┌────────
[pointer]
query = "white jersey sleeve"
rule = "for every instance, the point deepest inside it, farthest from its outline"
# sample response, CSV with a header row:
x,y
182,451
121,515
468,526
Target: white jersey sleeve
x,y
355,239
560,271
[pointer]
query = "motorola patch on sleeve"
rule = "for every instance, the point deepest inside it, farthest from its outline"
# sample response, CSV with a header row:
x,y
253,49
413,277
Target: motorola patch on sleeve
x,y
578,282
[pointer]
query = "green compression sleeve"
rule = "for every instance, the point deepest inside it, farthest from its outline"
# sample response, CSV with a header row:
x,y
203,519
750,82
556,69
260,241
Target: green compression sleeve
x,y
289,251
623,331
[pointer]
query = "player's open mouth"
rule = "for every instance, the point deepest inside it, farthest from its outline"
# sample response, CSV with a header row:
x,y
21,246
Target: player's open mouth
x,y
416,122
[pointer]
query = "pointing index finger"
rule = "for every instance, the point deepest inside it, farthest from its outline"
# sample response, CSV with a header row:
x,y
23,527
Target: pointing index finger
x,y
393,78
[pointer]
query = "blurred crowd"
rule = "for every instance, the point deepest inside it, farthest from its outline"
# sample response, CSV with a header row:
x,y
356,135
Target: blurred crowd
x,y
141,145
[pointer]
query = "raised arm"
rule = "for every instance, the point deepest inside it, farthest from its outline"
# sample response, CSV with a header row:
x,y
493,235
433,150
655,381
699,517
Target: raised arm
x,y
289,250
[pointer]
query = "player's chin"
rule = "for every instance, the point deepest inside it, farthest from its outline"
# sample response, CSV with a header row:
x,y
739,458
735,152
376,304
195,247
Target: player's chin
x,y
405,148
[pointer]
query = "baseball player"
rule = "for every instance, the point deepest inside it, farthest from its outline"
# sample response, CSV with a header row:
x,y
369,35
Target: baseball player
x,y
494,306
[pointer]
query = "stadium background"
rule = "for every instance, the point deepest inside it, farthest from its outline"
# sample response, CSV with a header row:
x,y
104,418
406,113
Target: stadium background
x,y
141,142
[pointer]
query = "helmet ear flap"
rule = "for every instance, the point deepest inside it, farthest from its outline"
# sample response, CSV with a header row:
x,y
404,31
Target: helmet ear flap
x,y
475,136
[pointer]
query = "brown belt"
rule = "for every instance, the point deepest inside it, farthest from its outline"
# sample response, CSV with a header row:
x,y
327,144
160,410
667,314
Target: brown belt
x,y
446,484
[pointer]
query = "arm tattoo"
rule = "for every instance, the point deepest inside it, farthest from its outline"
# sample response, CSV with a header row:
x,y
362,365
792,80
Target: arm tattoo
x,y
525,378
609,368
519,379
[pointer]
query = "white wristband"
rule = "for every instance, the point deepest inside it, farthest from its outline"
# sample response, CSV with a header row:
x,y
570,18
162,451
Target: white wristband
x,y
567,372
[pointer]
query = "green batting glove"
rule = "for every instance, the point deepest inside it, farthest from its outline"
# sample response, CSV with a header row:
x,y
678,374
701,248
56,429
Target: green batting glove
└────────
| Instructions for the task |
Return a copy of each line in the records above that has "glove" in it.

| Solution for this task |
query = "green batting glove"
Target: green batting glove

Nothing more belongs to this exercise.